QUOTED TEXT -
'''

# Walnut Crotch shallow bowl



## Albert Kiebert (Nov 29, 2014)

Here is nice piece of Black Walnut that I am finishing. Need to re-sand and apply more sanding sealer to get some of the rough spots filled in near the top of the "V" where the darker spots are showing. Appx. 9 1/2"s wide. Applied sanding sealer and 2 coats Minwax "natural" finish and got a good shine. Little bit of rot and bug holes on rim gives a nice contrast I think.

Reactions: Like 10 | EyeCandy! 16 | Way Cool 1


----------



## DKMD (Nov 29, 2014)

Nicely done, Albert!


----------



## manbuckwal (Nov 29, 2014)

Very pretty !!!


----------



## NYWoodturner (Nov 29, 2014)

Nice piece Albert  Hard to beat that figure.


----------



## cabomhn (Nov 29, 2014)

That's awesome! The chatoyance in that piece is sweet.


----------



## TimR (Nov 29, 2014)

'''

MATERIAL SHOWN -
'''

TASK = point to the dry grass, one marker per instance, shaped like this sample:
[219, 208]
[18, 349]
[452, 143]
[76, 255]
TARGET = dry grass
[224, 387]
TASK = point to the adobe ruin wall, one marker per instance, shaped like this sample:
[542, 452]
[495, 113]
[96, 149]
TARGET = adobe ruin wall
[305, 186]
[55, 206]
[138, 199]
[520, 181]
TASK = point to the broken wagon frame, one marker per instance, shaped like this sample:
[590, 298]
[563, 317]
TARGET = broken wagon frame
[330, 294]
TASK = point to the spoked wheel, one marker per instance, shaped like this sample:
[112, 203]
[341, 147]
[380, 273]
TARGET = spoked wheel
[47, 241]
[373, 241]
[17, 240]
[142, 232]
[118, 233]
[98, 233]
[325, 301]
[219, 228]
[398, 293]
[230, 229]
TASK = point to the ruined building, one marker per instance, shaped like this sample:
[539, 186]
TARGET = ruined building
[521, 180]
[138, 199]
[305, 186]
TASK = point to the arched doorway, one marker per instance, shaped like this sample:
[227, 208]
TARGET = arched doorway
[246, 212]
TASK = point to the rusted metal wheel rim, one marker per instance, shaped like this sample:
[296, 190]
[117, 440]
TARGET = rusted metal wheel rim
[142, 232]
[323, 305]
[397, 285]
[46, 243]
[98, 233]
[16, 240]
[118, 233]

'''

SET PROBLEM 1 -
From the walnut bowl thread, reproduce word for word the part that opens with the words containing "## NYWoodturner (Nov" and closes with "piece is sweet.".
SET PROBLEM 2 -
Write the next part of the walnut bowl thread, picking up right after its final line.

EXERCISE OUTPUT 1 -
## NYWoodturner (Nov 29, 2014)

Nice piece Albert  Hard to beat that figure.


----------



## cabomhn (Nov 29, 2014)

That's awesome! The chatoyance in that piece is sweet.

EXERCISE OUTPUT 2 -
That's very nice. Look forward to more pics of this when off the lathe!


----------



## ironman123 (Nov 30, 2014)

What Matt said. I can't spell chatoyance. That is out of sight Albert.


----------



## Kevin (Nov 30, 2014)

What they all said. That's a winner!


----------



## David Hill (Nov 30, 2014)

That's a right purty bowl!
Keep'em coming!


----------



## gman2431 (Dec 1, 2014)

Love it, well done!


----------



## Tony (Dec 1, 2014)

Really eye-catching, very nice!


----------



## axelsmith1 (Dec 1, 2014)

Very Nice! I bet rolling that bowl around in the light and watching it shimmer is mesmerizing!


----------



## Graybeard (Dec 2, 2014)

Well done, can't imagine any better from that piece of wood.
Graybeard


----------



## HomeBody (Dec 3, 2014)

What was the size of the blank you started with? Gary


----------



## duncsuss (Dec 3, 2014)

axelsmith1 said:


> Very Nice! I bet rolling that bowl around in the light and watching it shimmer is mesmerizing!


LOL -- that's exactly what I do when I've made anything with this kind of figure


----------



## Albert Kiebert (Dec 4, 2014)

Thanks for all the nice replies!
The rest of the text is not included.